_REQUIRED TASK 1_
Duplicate a portion of the entries verbatim. Begin at the entry line that contains "In this exercise you will point out the electrical" and stop after the final line of the entries.

_EXCERPT_
※
Barriers common to most groups include:

  • Lack of self-confidence and self-belief partly as a result of institutional factors;
  • A tendency to recruit and promote in one’s own image;
  • Nepotism and an “old boys club” mentality;
  • Exclusion from informal networks of communication;
  • Stereotyping/preconceptions of a person’s roles and abilities derived from prejudices in wider society;
  • Lack of mentors, role models and appropriate networks of individuals to provide social support and advice.

Barriers faced particularly by women include:

  • Non-recognition of commitment to personal and family responsibilities;

  • More subtle biases such as the requirement for career breaks if having children;

  • The dominance of male leadership and male leadership styles.

Barriers faced particularly by people with disabilities include:

  • Job security;

  • Personal development;

  • Career prospects;

  • Perceived capacity to lead; and

  • Travel-to-workplace difficulties.

Barriers faced particularly by BAME people include:

  • Paucity of mentors, role models and support groups;
  • Lack of understanding of cultural differences;
  • Pressure to assimilate and conform to an organisational stereotype;
  • A backdrop of institutional and societal racism.
※
_ITEMS_
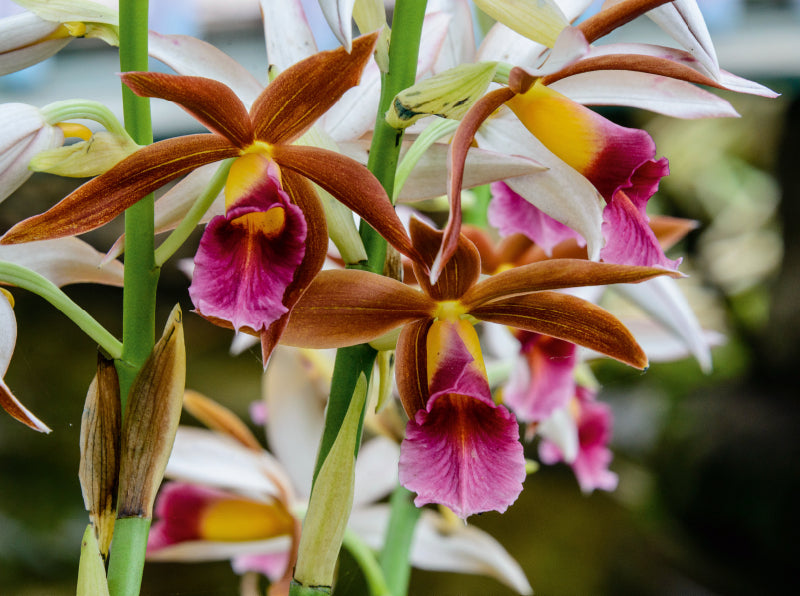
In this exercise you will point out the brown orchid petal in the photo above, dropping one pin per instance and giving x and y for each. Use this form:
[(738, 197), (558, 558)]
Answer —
[(214, 104), (555, 274), (458, 275), (605, 21), (462, 140), (636, 63), (349, 307), (304, 196), (350, 183), (569, 318), (411, 362), (302, 93), (103, 198)]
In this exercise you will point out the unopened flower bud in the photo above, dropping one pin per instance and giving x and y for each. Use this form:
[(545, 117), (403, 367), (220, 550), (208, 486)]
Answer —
[(151, 421)]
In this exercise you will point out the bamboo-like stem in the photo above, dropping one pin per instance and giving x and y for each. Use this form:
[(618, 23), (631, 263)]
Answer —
[(126, 563), (384, 153)]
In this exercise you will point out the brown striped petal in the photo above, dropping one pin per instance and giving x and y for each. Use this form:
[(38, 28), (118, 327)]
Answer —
[(350, 183), (349, 307), (212, 103), (411, 363), (459, 147), (556, 274), (569, 318), (302, 93), (103, 198), (458, 275)]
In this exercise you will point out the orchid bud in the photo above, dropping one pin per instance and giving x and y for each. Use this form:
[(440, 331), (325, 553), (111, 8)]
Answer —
[(90, 157), (151, 421), (331, 501), (449, 94), (99, 464)]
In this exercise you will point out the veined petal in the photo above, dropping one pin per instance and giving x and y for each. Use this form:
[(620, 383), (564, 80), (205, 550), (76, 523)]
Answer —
[(211, 102), (352, 184), (553, 275), (103, 198), (568, 318), (462, 450), (187, 512), (510, 214), (605, 153), (65, 261), (190, 56), (543, 379), (459, 273), (247, 258), (302, 93), (344, 308)]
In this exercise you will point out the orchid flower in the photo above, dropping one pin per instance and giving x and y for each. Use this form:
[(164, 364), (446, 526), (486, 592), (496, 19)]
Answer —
[(63, 261), (46, 27), (271, 209), (439, 369), (232, 500)]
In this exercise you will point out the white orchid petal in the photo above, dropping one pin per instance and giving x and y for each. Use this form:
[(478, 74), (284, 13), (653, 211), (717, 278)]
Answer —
[(684, 22), (583, 212), (8, 337), (205, 457), (68, 11), (287, 32), (459, 549), (206, 550), (662, 299), (339, 14), (459, 43), (190, 56), (376, 470), (295, 413), (64, 261), (560, 428), (646, 91)]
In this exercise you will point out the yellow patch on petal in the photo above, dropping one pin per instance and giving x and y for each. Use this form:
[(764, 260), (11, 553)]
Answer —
[(438, 342), (8, 296), (266, 223), (237, 520), (559, 123), (245, 172), (71, 129)]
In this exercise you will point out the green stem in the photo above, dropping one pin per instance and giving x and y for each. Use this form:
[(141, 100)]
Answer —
[(189, 223), (397, 546), (139, 296), (383, 158), (30, 280), (365, 558)]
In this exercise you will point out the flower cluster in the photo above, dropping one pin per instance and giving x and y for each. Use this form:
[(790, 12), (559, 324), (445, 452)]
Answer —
[(279, 174)]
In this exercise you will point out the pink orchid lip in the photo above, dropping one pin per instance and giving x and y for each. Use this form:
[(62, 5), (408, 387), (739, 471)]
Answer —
[(248, 257), (461, 450)]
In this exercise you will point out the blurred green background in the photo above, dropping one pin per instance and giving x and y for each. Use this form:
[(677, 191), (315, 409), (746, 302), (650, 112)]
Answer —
[(708, 464)]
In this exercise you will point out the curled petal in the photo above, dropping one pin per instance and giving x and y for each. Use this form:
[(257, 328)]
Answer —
[(247, 258), (607, 154), (302, 93), (344, 308), (211, 102), (568, 318), (103, 198)]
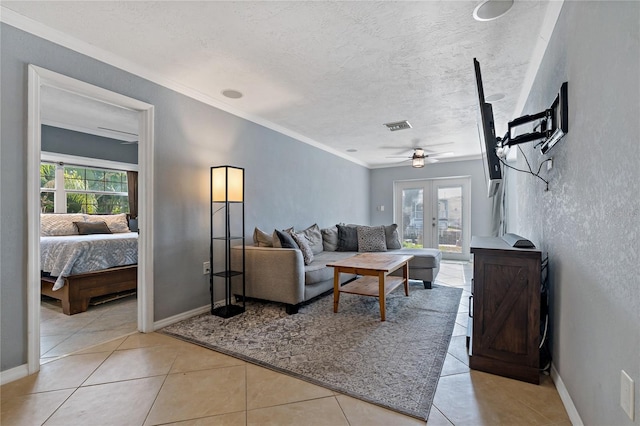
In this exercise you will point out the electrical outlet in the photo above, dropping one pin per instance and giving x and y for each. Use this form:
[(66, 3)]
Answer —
[(626, 394)]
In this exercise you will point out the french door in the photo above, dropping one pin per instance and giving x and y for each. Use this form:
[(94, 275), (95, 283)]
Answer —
[(435, 213)]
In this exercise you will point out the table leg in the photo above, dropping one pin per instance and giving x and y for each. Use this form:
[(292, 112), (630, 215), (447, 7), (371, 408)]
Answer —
[(382, 295), (405, 275), (336, 288)]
※
_REQUIRED TASK 2_
Set down, word for word, the portion of the passage on workplace barriers that begins at the words "Barriers faced particularly by women" and ends after the words "male leadership styles.".

_COMPLETE ANSWER 1_
In this exercise you will point out the electrical outlet in the photo above, dropping one pin per instance and giving x and y for each. Use this form:
[(66, 3)]
Answer —
[(626, 394)]
In this exercise you will point out the french door in the photo above, dropping one pin per instance and giving x and y for each. Use this form:
[(94, 275), (95, 283)]
Answer —
[(435, 213)]
In this exercise you will point out the table leg in the photo above, dropping one pin per instance and giving x and y for each. Use this form:
[(292, 112), (630, 215), (447, 7), (371, 408)]
Answer —
[(382, 295), (405, 275), (336, 288)]

_COMPLETE ANSWER 2_
Barriers faced particularly by women include:

  • Non-recognition of commitment to personal and family responsibilities;

  • More subtle biases such as the requirement for career breaks if having children;

  • The dominance of male leadership and male leadership styles.